▸ Excerpted text:
━━━━━━

The 'Chinese model' of capitalism is unsustainable because it gives too much power to the government and company bosses, creating dangerous imbalances in society, according to one of the country's best-known journalists.

Yang Jisheng worked for Xinhua from 1966 until 2001 and in 2008 published Tombstone, the most detailed and authoritative account of the Great Famine of 1959-61 yet. He is deputy editor of Yanhuang Chunqiu (Chronicles of History), which covers important and sensitive topics.

Cosmos Books of Hong Kong has just published a revised edition of Yang's Political Struggles in China's Reform Era, an analysis of the country's economy and social structure, with his own forecasts.

The revolutions in the Arab world have put China under the spotlight. Do conditions there exist for a similar upheaval on the mainland? Will the poor and marginalised overthrow a government that has ruled them for decades, as they have done in Tunisia and Egypt and will probably do in other countries?

The book provides some answers to these questions - but most experts believe that the nearly 10 per cent a year growth in gross domestic product since 1978 has provided wealth, opportunities and better living standards that have brought a level of popular support for the government that is lacking in Arab dictatorships.

Yang presents Chinese society as a narrow pyramid, divided into five classes. At the top sits an elite of 1.2 million people, accounting for 1.5 per cent of the working population. Below them is an upper middle class of about 25 million or 3.2 per cent, a middle class of 105 million or 13.3 per cent, a lower middle class of 540 million or 68 per cent and a low class of 110 million or 14 per cent.

'The cake has grown enormously but the division of the cake is very unreasonable,' he said. 'Between 1988 and 2007, the gap in income between the top 10 per cent and the bottom 10 per cent grew from 7.3 times to 23 times, with the difference between urban and rural incomes the highest in history.'

Last year China's Gini co-efficient reached 0.47. This is a measure of wealth distribution; a score of zero means everyone's wealth is equal, while a score of one means one person has all the wealth. China is more unequal than any developed country - egalitarian Sweden, for example, has a score of 0.23, while the United States, where the top 20 per cent owns more than 80 per cent of the nation's wealth, is 0.45.

━━━━━━

▸ Excerpts from point annotation data:
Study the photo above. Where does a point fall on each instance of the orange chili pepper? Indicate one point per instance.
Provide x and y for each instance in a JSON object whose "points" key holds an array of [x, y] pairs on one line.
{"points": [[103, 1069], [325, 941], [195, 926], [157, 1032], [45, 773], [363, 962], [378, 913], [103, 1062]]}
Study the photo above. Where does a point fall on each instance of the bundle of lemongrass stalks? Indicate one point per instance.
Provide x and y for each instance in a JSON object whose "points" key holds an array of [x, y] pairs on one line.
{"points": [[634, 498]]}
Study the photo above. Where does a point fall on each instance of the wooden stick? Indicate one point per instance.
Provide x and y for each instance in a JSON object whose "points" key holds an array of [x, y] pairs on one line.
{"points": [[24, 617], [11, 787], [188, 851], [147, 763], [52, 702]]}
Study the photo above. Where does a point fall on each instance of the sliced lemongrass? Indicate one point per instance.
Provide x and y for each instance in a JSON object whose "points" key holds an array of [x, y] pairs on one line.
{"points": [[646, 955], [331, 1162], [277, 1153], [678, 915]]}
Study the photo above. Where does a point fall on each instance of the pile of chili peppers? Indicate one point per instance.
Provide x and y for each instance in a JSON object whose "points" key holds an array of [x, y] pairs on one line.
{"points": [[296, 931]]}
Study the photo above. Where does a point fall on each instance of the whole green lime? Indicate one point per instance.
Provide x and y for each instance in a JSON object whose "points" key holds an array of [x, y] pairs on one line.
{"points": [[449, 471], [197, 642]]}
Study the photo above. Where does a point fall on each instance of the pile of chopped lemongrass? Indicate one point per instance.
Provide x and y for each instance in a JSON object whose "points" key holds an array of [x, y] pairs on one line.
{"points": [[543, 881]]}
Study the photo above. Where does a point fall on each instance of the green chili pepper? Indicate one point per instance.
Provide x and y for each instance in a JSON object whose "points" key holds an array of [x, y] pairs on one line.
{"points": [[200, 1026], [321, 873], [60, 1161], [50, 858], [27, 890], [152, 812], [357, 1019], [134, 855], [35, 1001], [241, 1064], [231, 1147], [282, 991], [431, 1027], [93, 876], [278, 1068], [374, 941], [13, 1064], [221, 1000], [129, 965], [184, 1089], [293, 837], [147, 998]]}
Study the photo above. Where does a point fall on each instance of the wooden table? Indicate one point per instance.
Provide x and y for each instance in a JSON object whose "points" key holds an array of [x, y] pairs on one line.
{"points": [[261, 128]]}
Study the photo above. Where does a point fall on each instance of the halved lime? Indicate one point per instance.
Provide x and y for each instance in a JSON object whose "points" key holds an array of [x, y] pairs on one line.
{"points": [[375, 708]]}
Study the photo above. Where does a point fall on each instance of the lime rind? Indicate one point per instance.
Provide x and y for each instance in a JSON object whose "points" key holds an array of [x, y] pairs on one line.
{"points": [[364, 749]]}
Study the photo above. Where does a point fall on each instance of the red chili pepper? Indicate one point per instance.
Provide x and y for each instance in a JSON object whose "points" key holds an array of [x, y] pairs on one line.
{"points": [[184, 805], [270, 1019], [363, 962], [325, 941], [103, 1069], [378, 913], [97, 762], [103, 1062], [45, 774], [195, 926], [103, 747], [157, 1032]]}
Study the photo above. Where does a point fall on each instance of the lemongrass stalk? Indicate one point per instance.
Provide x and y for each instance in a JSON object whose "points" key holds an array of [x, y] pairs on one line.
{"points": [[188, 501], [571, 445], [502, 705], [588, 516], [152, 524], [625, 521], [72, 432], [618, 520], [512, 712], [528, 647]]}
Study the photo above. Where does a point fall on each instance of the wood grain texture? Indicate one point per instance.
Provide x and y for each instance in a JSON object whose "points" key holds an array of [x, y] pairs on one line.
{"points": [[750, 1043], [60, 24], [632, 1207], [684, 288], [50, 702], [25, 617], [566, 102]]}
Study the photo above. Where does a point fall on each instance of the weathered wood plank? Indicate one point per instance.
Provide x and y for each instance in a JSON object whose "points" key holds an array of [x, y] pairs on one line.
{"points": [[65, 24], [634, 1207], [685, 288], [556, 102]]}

━━━━━━

▸ Tasks to complete:
A) Sum up the article on inequality in China in two sentences.
B) Please set out as a numbered list, with blank lines left out, the part of the entries that opens with the line containing "stalk? Indicate one point per instance." and runs through the end of the entries.
The text and the entries have no connection to each other.

▸ Answer set:
A) Yang Jisheng, a former Xinhua journalist and author of Tombstone, argues that China's model of capitalism is unsustainable because it gives too much power to the government and company bosses, creating dangerous imbalances in society. In a revised edition of Political Struggles in China's Reform Era, he describes Chinese society as a narrow pyramid of five classes and points to a widening income gap, while China's Gini co-efficient reached 0.47 last year, leaving it more unequal than any developed country.

B)
1. Study the photo above. Where does a point fall on each instance of the lemongrass stalk? Indicate one point per instance.
2. Provide x and y for each instance in a JSON object whose "points" key holds an array of [x, y] pairs on one line.
3. {"points": [[188, 501], [571, 445], [502, 705], [588, 516], [152, 524], [625, 521], [72, 432], [618, 520], [512, 712], [528, 647]]}
4. Study the photo above. Where does a point fall on each instance of the wood grain texture? Indicate one point per instance.
5. Provide x and y for each instance in a JSON object whose "points" key holds an array of [x, y] pairs on one line.
6. {"points": [[750, 1043], [60, 24], [632, 1207], [684, 288], [50, 702], [25, 617], [566, 102]]}
7. Study the photo above. Where does a point fall on each instance of the weathered wood plank? Indicate one point per instance.
8. Provide x and y for each instance in a JSON object whose "points" key holds an array of [x, y] pairs on one line.
9. {"points": [[65, 24], [634, 1207], [685, 288], [556, 102]]}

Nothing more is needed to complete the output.